* begin Source passage *

And the rest? The alleged comedy is broad, coming from a combination of pratfalls and Mexican accents both real and fake. Basically, if Inspector Clouseau doesn't do it for you then Nacho Libre certainly won't. It was fun to see a handful of real luchadors plying their trade, granted, but Black even ruined that for me by going for a vanity climax that involved some heavy-duty wirework and was an insult to the real professionals involved.

I really wish I'd managed to sleep through the film so that I could've remained awake for episode 4 of The Apprentice, and if that doesn't convey the depths of my distaste then I don't know what else will.
 

Wednesday, October 28, 2015

Day 28: The Adventures of Rocky and Bullwinkle (2000)

I've been trying to cover all the bases this month but there's one thing I've been woefully short on: movies with no discernible target audience. These tend to be some of my favourites, if only because they carry a particular flavour of weird that you just don't find if somebody's thought to aim a movie at a specific demographic.

Step forward, then, The Adventures of Rocky and Bullwinkle, because isn't pretty much everybody going to be queueing up to see a live-action remake of a cartoon whose last episode aired in 1964? Oh. Right. Nobody. The film cost a reputed $76 million to make and currently scores 4.1 on the imdb.

Is it really as bad as all that, though?

Probably not, actually. Certainly, I enjoyed TAORAB far more than Looney Tunes: Back in Action - it wasn't half so loud or, crucially, so eager to please. Instead, it stays true to the roots of the original, which people occasionally compared to a radio serial with added animation. Keith Scott's narrator, therefore, provides a nonstop commentary on the onscreen action, constantly pointing out the inherent lunacy of a cartoon moose (voice: also Keith Scott) and flying squirrel (voiced by June Foray; 83 by the time the film was released) trying to save the world from a bunch of generically Slavic spies led by Robert de Niro's Fearless Leader.

* end Source passage *

Task a
Reproduce word for word the part of the film review that opens with the words "And the rest?" and closes with "and Bullwinkle (2000)".

* begin Data entries *

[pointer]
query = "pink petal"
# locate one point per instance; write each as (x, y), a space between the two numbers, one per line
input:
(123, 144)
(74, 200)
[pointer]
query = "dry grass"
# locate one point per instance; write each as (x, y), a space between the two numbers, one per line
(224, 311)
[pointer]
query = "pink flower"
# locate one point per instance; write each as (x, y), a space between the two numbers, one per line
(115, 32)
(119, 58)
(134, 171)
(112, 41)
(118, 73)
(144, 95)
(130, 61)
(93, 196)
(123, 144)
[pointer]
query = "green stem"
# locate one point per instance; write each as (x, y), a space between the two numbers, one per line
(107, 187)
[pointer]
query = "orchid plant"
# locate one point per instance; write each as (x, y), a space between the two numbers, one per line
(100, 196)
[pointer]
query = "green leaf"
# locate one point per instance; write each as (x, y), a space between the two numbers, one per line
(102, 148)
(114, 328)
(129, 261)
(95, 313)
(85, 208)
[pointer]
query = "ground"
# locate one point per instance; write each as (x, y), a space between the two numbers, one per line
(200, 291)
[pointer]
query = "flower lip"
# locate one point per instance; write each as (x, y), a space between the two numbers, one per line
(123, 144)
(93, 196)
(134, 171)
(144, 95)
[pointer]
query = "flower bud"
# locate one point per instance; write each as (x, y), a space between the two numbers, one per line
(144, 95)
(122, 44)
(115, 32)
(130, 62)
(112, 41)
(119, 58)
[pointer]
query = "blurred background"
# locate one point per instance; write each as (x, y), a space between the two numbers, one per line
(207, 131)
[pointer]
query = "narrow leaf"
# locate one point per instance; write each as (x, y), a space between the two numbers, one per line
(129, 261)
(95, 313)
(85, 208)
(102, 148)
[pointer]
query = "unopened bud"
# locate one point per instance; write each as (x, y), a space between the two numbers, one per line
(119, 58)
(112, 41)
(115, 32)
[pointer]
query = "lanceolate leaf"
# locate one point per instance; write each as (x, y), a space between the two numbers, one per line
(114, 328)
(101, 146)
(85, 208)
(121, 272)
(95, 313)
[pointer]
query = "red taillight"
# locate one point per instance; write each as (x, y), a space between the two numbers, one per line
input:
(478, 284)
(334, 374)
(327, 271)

* end Data entries *
* begin Data entries *

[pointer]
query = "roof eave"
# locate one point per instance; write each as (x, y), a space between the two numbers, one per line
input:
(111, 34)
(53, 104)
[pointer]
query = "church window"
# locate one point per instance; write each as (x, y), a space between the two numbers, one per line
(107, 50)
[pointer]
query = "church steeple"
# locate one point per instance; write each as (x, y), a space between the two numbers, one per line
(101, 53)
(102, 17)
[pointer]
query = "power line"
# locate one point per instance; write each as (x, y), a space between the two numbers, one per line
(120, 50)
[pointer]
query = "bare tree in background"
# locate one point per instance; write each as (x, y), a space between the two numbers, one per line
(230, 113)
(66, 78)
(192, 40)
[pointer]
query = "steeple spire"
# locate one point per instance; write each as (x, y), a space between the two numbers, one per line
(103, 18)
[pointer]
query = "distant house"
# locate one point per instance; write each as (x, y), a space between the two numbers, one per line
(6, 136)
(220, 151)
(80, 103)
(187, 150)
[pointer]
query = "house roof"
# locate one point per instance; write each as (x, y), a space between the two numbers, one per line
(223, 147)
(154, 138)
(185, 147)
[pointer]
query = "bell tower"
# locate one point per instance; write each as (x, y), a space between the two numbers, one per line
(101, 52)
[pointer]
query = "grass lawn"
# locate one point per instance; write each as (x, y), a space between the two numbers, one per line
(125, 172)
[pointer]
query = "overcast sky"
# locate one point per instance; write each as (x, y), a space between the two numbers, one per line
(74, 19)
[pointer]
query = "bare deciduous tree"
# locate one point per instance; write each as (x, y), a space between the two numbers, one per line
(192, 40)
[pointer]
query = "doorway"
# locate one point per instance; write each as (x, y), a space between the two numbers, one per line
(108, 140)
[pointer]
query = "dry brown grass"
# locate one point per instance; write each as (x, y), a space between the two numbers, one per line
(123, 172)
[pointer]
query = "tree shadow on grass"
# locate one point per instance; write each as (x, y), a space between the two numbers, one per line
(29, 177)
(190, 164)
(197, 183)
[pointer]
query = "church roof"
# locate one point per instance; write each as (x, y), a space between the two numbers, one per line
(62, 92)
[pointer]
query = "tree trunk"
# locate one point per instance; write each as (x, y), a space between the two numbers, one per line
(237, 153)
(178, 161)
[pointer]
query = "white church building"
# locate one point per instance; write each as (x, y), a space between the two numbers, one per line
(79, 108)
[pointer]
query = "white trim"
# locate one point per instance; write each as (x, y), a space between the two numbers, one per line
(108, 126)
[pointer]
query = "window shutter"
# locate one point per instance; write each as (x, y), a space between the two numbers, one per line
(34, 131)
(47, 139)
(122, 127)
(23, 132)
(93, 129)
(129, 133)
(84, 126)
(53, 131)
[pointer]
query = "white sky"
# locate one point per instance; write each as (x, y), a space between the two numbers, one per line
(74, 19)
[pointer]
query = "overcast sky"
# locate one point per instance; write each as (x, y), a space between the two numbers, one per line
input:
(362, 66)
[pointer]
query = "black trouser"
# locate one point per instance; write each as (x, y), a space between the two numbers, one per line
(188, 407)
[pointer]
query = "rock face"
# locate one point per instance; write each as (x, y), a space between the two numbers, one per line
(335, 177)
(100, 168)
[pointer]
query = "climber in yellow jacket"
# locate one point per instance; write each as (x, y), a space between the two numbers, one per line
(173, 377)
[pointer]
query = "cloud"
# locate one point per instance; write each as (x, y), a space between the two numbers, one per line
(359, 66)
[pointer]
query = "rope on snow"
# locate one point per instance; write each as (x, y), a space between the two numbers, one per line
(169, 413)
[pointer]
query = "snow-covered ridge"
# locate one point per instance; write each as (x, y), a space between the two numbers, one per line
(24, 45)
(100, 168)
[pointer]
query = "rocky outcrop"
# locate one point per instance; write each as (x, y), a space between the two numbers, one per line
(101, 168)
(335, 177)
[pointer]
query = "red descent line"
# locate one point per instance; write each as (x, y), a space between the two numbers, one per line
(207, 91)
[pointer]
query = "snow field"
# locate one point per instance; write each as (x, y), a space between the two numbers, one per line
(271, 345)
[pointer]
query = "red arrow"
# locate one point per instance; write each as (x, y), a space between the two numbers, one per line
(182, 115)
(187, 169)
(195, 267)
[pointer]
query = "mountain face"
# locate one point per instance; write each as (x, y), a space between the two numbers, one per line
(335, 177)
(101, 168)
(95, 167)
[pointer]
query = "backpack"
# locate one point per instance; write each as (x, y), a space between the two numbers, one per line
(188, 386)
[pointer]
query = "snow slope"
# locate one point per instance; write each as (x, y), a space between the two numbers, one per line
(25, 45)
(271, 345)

* end Data entries *

Task b
Find each line in the entries above that contains the string "house" and copy it out. Matching is case-sensitive.

Task output a
And the rest? The alleged comedy is broad, coming from a combination of pratfalls and Mexican accents both real and fake. Basically, if Inspector Clouseau doesn't do it for you then Nacho Libre certainly won't. It was fun to see a handful of real luchadors plying their trade, granted, but Black even ruined that for me by going for a vanity climax that involved some heavy-duty wirework and was an insult to the real professionals involved.

I really wish I'd managed to sleep through the film so that I could've remained awake for episode 4 of The Apprentice, and if that doesn't convey the depths of my distaste then I don't know what else will.
 

Wednesday, October 28, 2015

Day 28: The Adventures of Rocky and Bullwinkle (2000)

Task output b
query = "distant house"
query = "house roof"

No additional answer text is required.